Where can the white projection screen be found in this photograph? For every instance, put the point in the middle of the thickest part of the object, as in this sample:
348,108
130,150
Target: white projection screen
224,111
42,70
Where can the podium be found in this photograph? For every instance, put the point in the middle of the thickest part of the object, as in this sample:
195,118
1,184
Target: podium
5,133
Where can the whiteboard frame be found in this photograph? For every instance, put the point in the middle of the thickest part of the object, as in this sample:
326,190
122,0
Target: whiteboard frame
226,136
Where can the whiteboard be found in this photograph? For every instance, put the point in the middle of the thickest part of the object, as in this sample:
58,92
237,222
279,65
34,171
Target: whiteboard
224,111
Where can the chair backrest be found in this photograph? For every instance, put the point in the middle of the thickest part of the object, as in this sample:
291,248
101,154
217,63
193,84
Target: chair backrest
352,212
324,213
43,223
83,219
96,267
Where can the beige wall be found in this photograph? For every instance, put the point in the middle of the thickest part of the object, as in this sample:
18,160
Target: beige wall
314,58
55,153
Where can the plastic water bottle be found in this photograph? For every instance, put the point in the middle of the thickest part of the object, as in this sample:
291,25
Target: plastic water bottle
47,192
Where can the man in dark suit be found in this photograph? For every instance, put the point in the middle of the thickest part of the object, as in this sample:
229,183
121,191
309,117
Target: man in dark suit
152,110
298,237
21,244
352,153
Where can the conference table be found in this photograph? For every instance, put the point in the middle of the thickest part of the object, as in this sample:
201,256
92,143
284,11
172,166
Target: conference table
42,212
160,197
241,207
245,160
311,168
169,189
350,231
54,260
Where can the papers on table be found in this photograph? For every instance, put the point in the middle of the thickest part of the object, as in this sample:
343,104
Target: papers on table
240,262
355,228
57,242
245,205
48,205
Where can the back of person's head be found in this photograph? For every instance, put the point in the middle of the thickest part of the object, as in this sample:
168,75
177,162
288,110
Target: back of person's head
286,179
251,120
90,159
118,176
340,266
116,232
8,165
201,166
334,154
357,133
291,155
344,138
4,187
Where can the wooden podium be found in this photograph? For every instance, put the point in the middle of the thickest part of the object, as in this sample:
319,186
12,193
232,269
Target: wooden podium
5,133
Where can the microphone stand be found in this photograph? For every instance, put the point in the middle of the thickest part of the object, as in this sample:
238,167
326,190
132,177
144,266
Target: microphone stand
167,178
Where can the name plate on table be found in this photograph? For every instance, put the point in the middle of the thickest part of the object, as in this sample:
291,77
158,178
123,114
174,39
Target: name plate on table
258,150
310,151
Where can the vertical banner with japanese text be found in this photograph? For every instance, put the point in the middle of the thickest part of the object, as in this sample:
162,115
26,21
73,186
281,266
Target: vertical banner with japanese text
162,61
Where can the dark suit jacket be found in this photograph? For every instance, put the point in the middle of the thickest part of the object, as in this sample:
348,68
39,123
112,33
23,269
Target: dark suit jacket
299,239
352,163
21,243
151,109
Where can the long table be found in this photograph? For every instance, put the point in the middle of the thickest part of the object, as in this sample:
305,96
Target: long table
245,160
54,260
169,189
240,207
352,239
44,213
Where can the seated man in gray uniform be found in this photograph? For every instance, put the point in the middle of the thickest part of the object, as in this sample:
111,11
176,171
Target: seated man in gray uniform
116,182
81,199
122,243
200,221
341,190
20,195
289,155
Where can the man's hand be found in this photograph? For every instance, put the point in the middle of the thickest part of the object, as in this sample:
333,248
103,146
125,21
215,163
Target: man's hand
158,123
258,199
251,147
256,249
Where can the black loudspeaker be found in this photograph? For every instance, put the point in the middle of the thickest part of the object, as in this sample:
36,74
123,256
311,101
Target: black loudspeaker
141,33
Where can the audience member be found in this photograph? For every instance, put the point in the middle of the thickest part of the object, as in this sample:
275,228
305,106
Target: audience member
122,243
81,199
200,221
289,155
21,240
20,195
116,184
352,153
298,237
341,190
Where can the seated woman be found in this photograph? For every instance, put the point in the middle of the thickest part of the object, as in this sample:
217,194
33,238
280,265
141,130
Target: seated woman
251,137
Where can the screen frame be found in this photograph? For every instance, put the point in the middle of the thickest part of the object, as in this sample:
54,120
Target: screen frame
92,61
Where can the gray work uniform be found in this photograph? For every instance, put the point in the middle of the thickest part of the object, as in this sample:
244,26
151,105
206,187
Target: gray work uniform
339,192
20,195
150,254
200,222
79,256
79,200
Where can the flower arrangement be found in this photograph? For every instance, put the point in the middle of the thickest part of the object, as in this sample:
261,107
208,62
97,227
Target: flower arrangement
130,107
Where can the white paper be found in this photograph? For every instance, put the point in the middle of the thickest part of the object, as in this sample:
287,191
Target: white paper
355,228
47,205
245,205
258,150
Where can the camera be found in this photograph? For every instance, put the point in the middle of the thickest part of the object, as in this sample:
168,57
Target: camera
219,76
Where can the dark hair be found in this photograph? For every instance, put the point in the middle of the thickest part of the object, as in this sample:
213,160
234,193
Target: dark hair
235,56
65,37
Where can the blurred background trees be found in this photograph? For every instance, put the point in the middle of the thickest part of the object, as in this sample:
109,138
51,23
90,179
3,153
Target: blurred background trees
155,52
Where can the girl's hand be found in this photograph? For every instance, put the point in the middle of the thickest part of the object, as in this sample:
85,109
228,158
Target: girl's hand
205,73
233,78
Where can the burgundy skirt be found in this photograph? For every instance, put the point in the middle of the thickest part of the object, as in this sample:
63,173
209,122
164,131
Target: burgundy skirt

#####

◆ **EXERCISE BRIEF**: Return a copy of each line in the records above that has "burgundy" in it.

◆ **SOLUTION TO THE PROBLEM**:
Where can the burgundy skirt be found in this photograph? For every instance, put the point in the middle of the thickest part of the object, as in this sample:
Target: burgundy skirt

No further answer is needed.